> [Excerpt to read]:

▼▼▼

Premature newborns: babies are viable earlier and earlier

Publié le 8 Apr, 2019

Thanks to medical advances, premature newborns are becoming viable earlier and earlier, with “tiny babies surviving at 24, 23 and even 22 weeks”. In the 1980s, it was generally accepted that babies were viable from 28 weeks onwards of a 40-week pregnancy. At this age, babies weigh about 1 kg. “I’ve been doing this job for 40 years and I’ve seen the threshold of viability drop by one week every 10 years in my hospital,” said Dr Edward Bell, a neonatal physician and professor of paediatrics at the University of Iowa in the US. Last February, a Japanese baby boy hit the headlines when he left hospital in good health five months after he was born at 24 weeks, weighing 268 g.

 

Sweden probably holds the world record for premature baby survival: according to a study published on Tuesday in the journal of the American Medical Association (JAMA), 77% of children born at 22–26 weeks between 2014 and 2016 survived one year. This is a country in which 88% of premature deliveries occur in hospitals with neonatal intensive care units, procedures are standardized and newborn resuscitation is systematized: immediate intubation, drug administration, and rapid transfer to specialized units. The effects are tangible since the survival rate was only 70% in 2004–2007.

 

“Previously when faced with a baby born at 22 or 23 weeks, a doctor could say it was not worth doing anything,” said Dr Mikael Norman, a physician and professor of paediatrics who co-authored this study. Since the 1990s, three major advances have greatly contributed to improved survival of these babies: the invention of artificial surfactants [1], injecting mothers with steroids [2] to accelerate maturation of their baby’s lungs before delivery, and advances in respiratory devices. In Sweden, the survival rate of babies born at 22 weeks has risen from 3.6% to 20% in 10 years, and the survival rate of those born at 26 weeks is 80%.

▲▲▲

> [Your tasks]:
a. Echo word for word the part of the article on premature newborns that opens with the words containing "Publié le 8" and closes with "weighing 268 g.".
b. According to the article on premature newborns, what share of Swedish children born at 22–26 weeks between 2014 and 2016 survived one year?
The material that follows comes from a separate source and has no connection to the article on premature newborns.

> [Information given]:
▼▼▼

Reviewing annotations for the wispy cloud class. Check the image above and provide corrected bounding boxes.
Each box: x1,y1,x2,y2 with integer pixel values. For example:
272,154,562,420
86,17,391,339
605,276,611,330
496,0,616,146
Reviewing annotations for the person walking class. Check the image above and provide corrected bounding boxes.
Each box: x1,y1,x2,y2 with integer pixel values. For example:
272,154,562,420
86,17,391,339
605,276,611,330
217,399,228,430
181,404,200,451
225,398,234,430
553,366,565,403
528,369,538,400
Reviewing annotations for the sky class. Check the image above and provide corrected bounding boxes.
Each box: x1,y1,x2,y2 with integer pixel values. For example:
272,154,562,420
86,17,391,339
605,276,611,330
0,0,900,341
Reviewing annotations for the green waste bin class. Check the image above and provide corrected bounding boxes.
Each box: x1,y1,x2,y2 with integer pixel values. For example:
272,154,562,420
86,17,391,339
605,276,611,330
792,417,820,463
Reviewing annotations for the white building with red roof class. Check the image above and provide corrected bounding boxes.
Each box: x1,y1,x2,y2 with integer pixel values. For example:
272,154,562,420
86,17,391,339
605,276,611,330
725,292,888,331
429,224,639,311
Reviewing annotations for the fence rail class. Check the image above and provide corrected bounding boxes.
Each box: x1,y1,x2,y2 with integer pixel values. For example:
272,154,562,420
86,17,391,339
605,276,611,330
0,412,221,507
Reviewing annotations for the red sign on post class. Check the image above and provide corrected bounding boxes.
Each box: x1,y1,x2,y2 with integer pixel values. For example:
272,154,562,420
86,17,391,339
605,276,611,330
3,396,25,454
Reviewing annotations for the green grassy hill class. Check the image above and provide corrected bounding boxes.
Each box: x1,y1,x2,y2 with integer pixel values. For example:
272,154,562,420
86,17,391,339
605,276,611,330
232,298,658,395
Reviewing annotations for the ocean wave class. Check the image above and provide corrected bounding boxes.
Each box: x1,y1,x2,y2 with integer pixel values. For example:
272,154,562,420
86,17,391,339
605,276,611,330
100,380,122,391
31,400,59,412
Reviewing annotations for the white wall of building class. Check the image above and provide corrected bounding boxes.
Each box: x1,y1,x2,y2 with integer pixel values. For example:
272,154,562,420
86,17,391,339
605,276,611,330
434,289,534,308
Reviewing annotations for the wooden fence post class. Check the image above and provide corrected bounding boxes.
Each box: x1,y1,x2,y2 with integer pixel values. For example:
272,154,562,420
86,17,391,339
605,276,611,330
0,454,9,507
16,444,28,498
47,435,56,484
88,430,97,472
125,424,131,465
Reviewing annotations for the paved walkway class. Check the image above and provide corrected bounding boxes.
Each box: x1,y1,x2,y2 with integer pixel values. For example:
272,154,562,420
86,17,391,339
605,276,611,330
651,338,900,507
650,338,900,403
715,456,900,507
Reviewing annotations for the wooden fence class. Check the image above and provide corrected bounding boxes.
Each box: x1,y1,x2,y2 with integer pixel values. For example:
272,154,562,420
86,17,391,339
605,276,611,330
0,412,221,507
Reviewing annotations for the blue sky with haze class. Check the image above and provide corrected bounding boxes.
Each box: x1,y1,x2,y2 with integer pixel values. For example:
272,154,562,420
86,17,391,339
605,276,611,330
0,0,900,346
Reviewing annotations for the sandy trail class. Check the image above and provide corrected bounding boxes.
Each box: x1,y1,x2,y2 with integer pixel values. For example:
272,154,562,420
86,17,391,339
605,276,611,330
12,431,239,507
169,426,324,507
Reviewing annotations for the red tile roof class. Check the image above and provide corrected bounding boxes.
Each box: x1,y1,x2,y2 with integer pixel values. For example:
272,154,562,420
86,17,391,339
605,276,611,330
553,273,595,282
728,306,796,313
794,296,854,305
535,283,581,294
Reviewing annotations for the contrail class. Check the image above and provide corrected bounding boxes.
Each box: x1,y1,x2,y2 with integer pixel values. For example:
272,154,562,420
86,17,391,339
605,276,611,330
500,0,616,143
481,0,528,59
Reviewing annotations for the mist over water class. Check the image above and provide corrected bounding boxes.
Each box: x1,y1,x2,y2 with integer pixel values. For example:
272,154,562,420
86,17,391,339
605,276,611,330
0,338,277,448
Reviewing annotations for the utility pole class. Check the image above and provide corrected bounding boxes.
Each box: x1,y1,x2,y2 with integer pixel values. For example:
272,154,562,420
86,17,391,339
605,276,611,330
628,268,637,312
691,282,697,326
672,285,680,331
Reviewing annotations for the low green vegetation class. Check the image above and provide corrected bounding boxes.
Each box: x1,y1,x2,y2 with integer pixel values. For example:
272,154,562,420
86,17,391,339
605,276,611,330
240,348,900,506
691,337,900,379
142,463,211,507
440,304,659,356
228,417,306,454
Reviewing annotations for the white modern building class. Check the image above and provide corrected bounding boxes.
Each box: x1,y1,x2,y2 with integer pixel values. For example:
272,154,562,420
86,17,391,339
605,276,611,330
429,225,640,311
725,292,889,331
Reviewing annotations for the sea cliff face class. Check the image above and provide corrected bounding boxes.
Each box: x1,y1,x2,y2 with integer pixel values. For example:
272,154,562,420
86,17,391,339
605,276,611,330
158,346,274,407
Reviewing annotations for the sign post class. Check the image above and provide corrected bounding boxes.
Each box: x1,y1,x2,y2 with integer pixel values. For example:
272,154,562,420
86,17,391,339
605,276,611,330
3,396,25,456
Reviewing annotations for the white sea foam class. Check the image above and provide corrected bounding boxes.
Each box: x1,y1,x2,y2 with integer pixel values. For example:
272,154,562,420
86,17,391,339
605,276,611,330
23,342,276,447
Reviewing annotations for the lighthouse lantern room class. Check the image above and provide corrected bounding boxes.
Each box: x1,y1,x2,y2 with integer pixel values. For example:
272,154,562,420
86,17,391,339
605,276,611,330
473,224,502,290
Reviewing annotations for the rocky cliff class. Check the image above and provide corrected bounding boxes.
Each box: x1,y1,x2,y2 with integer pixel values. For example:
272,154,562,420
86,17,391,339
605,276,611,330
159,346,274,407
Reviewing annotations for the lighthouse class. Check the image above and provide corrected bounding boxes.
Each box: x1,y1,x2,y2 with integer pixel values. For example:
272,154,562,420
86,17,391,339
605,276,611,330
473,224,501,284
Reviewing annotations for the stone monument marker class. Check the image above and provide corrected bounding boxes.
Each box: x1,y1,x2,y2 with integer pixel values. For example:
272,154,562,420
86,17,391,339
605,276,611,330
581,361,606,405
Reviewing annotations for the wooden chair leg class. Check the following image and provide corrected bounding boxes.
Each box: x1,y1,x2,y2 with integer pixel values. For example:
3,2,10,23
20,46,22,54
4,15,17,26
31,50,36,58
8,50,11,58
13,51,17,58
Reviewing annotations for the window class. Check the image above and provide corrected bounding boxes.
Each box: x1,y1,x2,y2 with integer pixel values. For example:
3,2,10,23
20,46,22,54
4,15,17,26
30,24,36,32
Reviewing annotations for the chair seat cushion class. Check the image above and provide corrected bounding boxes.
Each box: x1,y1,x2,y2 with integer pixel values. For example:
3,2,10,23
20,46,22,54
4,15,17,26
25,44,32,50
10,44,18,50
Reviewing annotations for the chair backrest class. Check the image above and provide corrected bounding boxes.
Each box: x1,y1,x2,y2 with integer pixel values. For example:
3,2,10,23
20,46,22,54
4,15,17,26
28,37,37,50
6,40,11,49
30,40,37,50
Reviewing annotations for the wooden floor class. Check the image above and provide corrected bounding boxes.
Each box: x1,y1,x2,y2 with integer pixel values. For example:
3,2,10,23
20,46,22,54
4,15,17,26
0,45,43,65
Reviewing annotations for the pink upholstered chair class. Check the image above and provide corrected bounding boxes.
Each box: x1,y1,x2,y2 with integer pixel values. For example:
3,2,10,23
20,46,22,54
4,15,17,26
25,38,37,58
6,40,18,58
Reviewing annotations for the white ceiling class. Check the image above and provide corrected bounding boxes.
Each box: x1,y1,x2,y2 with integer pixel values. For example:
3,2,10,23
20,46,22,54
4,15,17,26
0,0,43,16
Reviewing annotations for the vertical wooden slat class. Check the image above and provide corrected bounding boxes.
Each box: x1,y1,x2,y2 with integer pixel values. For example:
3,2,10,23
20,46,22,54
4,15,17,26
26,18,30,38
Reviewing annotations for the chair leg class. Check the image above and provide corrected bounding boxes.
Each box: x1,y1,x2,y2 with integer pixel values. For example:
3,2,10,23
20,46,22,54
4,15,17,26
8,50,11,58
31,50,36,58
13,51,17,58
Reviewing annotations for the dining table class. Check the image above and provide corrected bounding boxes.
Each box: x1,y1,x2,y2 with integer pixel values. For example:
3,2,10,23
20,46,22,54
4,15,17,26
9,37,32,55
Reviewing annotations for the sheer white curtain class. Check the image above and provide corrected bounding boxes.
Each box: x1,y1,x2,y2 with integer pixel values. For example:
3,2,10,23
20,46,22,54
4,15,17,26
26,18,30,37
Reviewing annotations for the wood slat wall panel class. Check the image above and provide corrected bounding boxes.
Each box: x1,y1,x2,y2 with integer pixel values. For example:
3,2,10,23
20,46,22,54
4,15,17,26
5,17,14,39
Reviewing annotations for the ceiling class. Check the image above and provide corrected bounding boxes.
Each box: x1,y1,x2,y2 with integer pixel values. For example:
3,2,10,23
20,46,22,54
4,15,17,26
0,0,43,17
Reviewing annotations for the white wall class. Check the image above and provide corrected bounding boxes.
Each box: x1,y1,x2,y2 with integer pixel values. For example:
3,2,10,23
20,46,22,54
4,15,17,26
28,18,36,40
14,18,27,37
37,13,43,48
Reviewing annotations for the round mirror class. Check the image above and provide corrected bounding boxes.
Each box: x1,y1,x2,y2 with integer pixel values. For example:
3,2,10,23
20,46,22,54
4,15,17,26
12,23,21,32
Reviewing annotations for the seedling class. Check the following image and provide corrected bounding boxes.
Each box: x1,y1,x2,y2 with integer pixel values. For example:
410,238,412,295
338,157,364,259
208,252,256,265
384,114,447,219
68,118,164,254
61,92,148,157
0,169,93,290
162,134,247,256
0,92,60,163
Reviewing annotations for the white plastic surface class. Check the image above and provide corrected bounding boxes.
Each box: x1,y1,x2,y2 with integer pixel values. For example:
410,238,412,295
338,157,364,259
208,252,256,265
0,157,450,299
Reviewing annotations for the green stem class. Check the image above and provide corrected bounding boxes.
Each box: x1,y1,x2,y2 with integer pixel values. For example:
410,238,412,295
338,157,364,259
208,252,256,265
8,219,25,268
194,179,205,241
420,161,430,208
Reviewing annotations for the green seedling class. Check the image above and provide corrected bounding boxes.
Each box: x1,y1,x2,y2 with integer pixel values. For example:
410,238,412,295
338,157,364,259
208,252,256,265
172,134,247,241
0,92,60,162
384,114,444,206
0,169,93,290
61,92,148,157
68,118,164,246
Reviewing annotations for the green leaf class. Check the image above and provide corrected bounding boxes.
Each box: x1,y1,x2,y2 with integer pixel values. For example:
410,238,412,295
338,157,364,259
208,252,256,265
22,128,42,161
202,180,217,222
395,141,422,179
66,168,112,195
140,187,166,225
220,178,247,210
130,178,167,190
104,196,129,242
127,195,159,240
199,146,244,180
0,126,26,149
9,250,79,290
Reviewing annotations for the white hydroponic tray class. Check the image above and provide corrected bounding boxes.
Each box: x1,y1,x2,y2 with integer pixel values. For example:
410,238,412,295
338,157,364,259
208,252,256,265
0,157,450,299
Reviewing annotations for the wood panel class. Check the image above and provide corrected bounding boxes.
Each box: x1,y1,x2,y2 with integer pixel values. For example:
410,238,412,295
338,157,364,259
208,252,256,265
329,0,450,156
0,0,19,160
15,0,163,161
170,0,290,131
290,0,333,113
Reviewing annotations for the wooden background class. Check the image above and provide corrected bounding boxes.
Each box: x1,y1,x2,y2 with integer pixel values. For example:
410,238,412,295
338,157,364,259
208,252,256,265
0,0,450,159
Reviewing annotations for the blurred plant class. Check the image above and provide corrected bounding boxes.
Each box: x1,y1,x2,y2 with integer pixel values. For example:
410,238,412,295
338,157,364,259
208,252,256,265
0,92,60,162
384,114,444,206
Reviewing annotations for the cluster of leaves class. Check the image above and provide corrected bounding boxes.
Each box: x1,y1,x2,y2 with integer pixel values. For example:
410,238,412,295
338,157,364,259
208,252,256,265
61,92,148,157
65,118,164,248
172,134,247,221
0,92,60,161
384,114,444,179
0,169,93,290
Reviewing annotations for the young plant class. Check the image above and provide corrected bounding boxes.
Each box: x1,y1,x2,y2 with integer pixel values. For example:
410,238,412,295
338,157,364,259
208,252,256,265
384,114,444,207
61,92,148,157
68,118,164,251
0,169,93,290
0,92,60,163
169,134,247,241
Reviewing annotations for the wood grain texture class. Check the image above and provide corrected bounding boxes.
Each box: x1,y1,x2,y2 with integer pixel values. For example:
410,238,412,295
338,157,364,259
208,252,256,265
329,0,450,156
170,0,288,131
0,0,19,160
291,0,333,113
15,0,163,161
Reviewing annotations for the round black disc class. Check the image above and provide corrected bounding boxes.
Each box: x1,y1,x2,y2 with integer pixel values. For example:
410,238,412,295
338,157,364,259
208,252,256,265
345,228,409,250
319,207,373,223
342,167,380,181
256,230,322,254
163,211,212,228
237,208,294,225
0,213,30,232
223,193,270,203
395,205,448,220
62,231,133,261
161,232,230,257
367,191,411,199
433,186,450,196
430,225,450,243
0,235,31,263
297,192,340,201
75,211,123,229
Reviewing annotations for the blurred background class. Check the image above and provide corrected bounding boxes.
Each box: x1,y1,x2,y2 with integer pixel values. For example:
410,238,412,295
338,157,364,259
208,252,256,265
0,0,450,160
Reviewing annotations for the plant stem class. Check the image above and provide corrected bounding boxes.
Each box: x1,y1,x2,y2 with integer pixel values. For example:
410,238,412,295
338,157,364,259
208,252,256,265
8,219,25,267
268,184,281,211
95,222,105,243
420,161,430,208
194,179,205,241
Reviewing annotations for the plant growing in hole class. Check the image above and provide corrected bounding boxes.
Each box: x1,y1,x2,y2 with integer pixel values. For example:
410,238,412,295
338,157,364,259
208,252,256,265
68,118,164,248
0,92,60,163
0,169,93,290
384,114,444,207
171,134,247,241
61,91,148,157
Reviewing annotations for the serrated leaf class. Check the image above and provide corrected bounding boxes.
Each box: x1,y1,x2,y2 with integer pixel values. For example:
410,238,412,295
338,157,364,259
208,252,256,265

▲▲▲

> [Solution set]:
a.
Publié le 8 Apr, 2019

Thanks to medical advances, premature newborns are becoming viable earlier and earlier, with “tiny babies surviving at 24, 23 and even 22 weeks”. In the 1980s, it was generally accepted that babies were viable from 28 weeks onwards of a 40-week pregnancy. At this age, babies weigh about 1 kg. “I’ve been doing this job for 40 years and I’ve seen the threshold of viability drop by one week every 10 years in my hospital,” said Dr Edward Bell, a neonatal physician and professor of paediatrics at the University of Iowa in the US. Last February, a Japanese baby boy hit the headlines when he left hospital in good health five months after he was born at 24 weeks, weighing 268 g.

b. 77%